PAGE EXTRACT:
5. Voting Rights. The holders of the Preferred Stock shall have
no voting rights of any kind except as required by law and except
for such voting rights, if any, full, special or limited, as may
be given to shares of any one or more series of Preferred Stock in
the resolution or resolutions providing for the issue thereof
adopted by the Board of Directors as herein provided.
DIVISION B - COMMON STOCK
1. Dividend Rights. After full cumulative dividends on the
Preferred Stock shall have been paid or declared and set apart for
payment in accordance with Paragraph 2 of Division A above for all
past dividend periods and the then current dividend period, then
out of any funds lawfully available therefor under the laws of the
State of Delaware, dividends may be paid upon the Common Stock and
upon any other junior shares, to the exclusion of the Preferred
Stock, if, when and as declared by the Board of Directors in its
discretion, and any junior shares may be purchased, redeemed or
otherwise acquired by the Corporation.
2. Distribution of Assets. In the event of any liquidation,
dissolution or winding up of the Corporation, or any reduction of
its capital, resulting in a distribution of its assets to its
stockholders, whether voluntary or involuntary, after there shall
have been paid or set apart for the holders of Preferred Stock the
full preferential amounts to which they are respectively entitled
under the provisions of Paragraph 3 of Division A above, the
holders of the Common Stock shall be entitled to receive as a
class, pro rata, to the exclusion of the Preferred Stock, the
remaining assets of the Corporation available for distribution to
its stockholders.
3. Voting Power. The holders of the Common Stock shall, subject
to the provision of the By-laws of the Corporation and of the
statutes of the State of Delaware relating to the fixing of a
record date, be entitled to one vote for each share of Common
Stock held by them respectively, for the election of Directors and
for all other purposes.
DIVISION C - GENERAL PROVISIONS
1. No Preemptive Rights. Unless expressly conferred by the terms
of this Certificate of Incorporation, as amended from time to
time, or by the terms of a valid agreement to which the
Corporation is a party, or by the terms of the securities issued
by the Corporation, no holder of stock, or of rights or options to
purchase stock, of the Corporation of any class, as such, shall
have any preemptive or preferential right of subscription to any
shares of stock, or rights or options to purchase stock, of the
Corporation of any class whether now or hereafter authorized, or
to any obligations convertible into stock, or into rights or
options to purchase stock, of the Corporation (including any
notes, bonds or other evidences of indebtedness to which are
attached or with which are issued warrants or other rights to
purchase any stock of the Corporation), issued or sold, or any
right of subscription to any thereof other than such, if any, as
the Board of Directors in its discretion may from time to time fix
pursuant to the authority conferred by this Certificate of
Incorporation. Shares of stock, rights or options to purchase
stock, or obligations convertible into stock or into rights or
options to purchase stock, of the Corporation may from time to
time be issued and sold to such parties, whether stockholders or
others, as the Board of Directors in its sole discretion may
determine.

INFORMATION SUPPLIED:

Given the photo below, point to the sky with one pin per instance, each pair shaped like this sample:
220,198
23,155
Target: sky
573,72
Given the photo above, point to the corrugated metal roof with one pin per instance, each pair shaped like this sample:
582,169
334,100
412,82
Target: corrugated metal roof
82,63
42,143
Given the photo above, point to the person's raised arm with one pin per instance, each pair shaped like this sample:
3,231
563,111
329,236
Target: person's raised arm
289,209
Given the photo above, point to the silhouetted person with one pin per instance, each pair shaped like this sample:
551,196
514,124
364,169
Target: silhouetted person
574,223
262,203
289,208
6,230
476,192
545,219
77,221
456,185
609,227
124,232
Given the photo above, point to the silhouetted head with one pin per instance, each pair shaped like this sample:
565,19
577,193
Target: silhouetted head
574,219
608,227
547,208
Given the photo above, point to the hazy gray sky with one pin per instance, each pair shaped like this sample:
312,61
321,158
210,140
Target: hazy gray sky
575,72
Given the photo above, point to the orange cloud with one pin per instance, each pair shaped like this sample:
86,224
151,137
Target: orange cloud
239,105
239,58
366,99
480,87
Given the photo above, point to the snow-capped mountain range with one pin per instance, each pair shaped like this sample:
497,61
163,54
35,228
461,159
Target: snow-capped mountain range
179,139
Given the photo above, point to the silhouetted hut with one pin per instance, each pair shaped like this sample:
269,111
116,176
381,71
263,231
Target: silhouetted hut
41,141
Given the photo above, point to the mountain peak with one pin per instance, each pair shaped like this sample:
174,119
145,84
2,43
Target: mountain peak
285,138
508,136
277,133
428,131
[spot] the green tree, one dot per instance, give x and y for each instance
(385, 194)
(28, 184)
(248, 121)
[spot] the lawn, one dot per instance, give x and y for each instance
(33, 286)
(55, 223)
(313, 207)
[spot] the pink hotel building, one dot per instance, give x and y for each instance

TASK DIRECTIONS:
Can you quote everything in the stock provisions above from "2. Distribution of" down to "its stockholders."?

THE OUTPUT:
2. Distribution of Assets. In the event of any liquidation,
dissolution or winding up of the Corporation, or any reduction of
its capital, resulting in a distribution of its assets to its
stockholders, whether voluntary or involuntary, after there shall
have been paid or set apart for the holders of Preferred Stock the
full preferential amounts to which they are respectively entitled
under the provisions of Paragraph 3 of Division A above, the
holders of the Common Stock shall be entitled to receive as a
class, pro rata, to the exclusion of the Preferred Stock, the
remaining assets of the Corporation available for distribution to
its stockholders.